Source document -
Basic assumptions The model is based on the following assumptions

1. Tonal music is conceived within the context of time and pitch of which a. Time is configured by meter (imposing constraints as to when notes can

be played) b. Pitch is configured by key and harmony (imposing constraints as to

what notes can be played) 2. Within that context tone sequences are generated using construction rules that

relate to the (hierarchical) organization of the tones into parts and of parts into larger parts etc., relating to concepts such as motives, phrases, repetition and variation, skeleton, structural and ornamental tones etc.

Next, we successively discuss the configuration of the time dimension and the pitch dimension, the interaction between these dimensions, the basic methods of music construction, and the resulting constraints and rules for the artificial construction of tonal music. It should be noted that we have no a priori estimate of the actual number of rules needed to generate a piece of music (also in view of the fact that different styles have different rules). So the approach we follow is to begin by implementing fundamental constraints and rules, which will be extended and refined in later stages. For this reason the initial stages of the project may seem rather simplistic.

The configuration of the time dimension The time dimension in tonal music is configured by meter. Meter is a temporal

framework in which a rhythm is cast. It divides the continuum of time in discrete periods. Note onsets in a piece of tonal music coincide with the beginning of one of those periods.

Meter divides time in a hierarchical and recurrent way: time is divided into time periods called measures that are repeated in a cyclical fashion. A measure in turn is subdivided in a number of smaller periods of equal length, called beats, which are further hierarchically subdivided (mostly into 2 or 3 equal parts) into smaller and smaller time periods. A meter is defined by means of a fraction, e.g., 4/4, ¾, 6/8, in which the numerator indicates the number of beats per measure and the divisor the duration of the beat in terms of note length (1/4, 1/8 etc.), which is a relative duration.

The various positions defined by a meter (the beginnings of the periods) differ in metrical weight: the higher the position in the hierarchy (i.e. the longer the delimited period), the larger the metrical weight. Figure 1 displays two common meters in a tree-like representation indicating the metrical weight of the different positions (the weights are defined on an ordinal scale). As shown, the first beat in a measure (called the down beat) has the highest weight. Phenomenally, metrical weight is associated with perceptual markedness or accentuation: the higher the weight, the more accented it will be.


Figure 1. Tree-representations of one measure of 3/4 and 6/8 meter with the metrical weights of the different levels. For each meter a typical rhythm is shown.

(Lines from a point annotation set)

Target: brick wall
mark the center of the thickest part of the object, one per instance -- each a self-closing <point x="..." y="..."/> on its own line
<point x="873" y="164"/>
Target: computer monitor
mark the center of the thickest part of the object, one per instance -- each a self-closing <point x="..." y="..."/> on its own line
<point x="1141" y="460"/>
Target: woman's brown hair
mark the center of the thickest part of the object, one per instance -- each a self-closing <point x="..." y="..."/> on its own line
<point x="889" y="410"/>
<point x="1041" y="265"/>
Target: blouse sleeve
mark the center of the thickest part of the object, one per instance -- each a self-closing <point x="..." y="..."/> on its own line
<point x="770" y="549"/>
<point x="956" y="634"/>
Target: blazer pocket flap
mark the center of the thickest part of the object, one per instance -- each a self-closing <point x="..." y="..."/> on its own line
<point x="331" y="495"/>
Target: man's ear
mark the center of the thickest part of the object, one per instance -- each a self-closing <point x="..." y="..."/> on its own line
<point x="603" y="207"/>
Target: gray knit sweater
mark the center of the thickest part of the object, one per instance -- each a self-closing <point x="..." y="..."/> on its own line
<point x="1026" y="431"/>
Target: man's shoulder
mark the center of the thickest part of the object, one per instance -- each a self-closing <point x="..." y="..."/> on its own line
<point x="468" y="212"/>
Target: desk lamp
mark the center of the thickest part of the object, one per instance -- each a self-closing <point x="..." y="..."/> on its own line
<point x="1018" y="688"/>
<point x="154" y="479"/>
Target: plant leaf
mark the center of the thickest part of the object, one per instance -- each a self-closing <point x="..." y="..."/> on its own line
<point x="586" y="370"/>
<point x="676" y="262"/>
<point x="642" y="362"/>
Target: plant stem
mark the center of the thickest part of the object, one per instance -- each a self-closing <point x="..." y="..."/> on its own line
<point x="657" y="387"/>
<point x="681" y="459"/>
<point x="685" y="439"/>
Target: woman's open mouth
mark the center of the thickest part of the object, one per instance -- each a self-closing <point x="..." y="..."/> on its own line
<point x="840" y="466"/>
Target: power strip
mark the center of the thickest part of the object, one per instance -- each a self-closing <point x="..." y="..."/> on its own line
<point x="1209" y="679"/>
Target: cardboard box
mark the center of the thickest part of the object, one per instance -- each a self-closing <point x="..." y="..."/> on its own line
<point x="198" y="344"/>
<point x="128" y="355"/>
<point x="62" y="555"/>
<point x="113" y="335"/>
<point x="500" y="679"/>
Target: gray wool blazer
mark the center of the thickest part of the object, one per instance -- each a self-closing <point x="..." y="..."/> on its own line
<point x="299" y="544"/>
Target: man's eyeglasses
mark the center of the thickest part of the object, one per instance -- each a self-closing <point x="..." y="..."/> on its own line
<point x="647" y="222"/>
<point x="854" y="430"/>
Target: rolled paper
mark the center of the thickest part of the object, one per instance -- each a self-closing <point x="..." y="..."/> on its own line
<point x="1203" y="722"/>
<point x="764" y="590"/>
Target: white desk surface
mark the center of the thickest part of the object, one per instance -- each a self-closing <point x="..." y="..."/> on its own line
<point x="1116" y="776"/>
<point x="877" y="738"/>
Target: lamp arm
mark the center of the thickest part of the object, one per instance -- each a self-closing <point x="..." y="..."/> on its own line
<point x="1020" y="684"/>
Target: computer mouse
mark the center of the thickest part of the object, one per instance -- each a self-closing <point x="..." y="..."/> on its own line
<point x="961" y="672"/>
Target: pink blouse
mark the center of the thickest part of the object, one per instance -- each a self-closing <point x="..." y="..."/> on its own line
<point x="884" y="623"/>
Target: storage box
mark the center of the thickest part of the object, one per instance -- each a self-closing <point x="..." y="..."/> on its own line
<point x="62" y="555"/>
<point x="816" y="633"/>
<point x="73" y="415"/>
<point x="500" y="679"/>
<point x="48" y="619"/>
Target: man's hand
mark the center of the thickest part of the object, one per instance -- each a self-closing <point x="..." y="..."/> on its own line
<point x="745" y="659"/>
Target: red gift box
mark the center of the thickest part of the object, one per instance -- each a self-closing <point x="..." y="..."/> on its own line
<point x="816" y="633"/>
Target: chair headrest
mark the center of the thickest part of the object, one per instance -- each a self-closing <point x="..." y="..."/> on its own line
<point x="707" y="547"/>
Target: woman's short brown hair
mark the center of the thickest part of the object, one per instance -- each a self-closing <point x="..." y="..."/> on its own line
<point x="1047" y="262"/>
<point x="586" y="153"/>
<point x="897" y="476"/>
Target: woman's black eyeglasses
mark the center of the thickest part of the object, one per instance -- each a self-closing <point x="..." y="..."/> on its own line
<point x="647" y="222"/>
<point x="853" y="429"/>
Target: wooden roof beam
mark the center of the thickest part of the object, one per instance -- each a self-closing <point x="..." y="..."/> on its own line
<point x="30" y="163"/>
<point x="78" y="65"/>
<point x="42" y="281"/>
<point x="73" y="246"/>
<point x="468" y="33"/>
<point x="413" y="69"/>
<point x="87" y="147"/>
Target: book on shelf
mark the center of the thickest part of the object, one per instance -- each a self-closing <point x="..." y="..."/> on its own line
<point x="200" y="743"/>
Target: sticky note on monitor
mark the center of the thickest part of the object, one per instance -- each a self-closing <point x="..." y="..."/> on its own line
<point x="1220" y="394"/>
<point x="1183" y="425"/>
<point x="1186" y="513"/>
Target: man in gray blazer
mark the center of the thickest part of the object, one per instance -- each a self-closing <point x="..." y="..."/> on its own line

Directives -
[a] Copy the passage on tonal music word for word, from "Meter divides time" to "a relative duration.".
[b] In the passage on tonal music, the sentence starting "Next, we successively discuss" names several topics. List them all.

Answers below -
[a]
Meter divides time in a hierarchical and recurrent way: time is divided into time periods called measures that are repeated in a cyclical fashion. A measure in turn is subdivided in a number of smaller periods of equal length, called beats, which are further hierarchically subdivided (mostly into 2 or 3 equal parts) into smaller and smaller time periods. A meter is defined by means of a fraction, e.g., 4/4, ¾, 6/8, in which the numerator indicates the number of beats per measure and the divisor the duration of the beat in terms of note length (1/4, 1/8 etc.), which is a relative duration.

[b]
- The configuration of the time dimension
- The pitch dimension
- The interaction between these dimensions
- The basic methods of music construction
- The resulting constraints and rules for the artificial construction of tonal music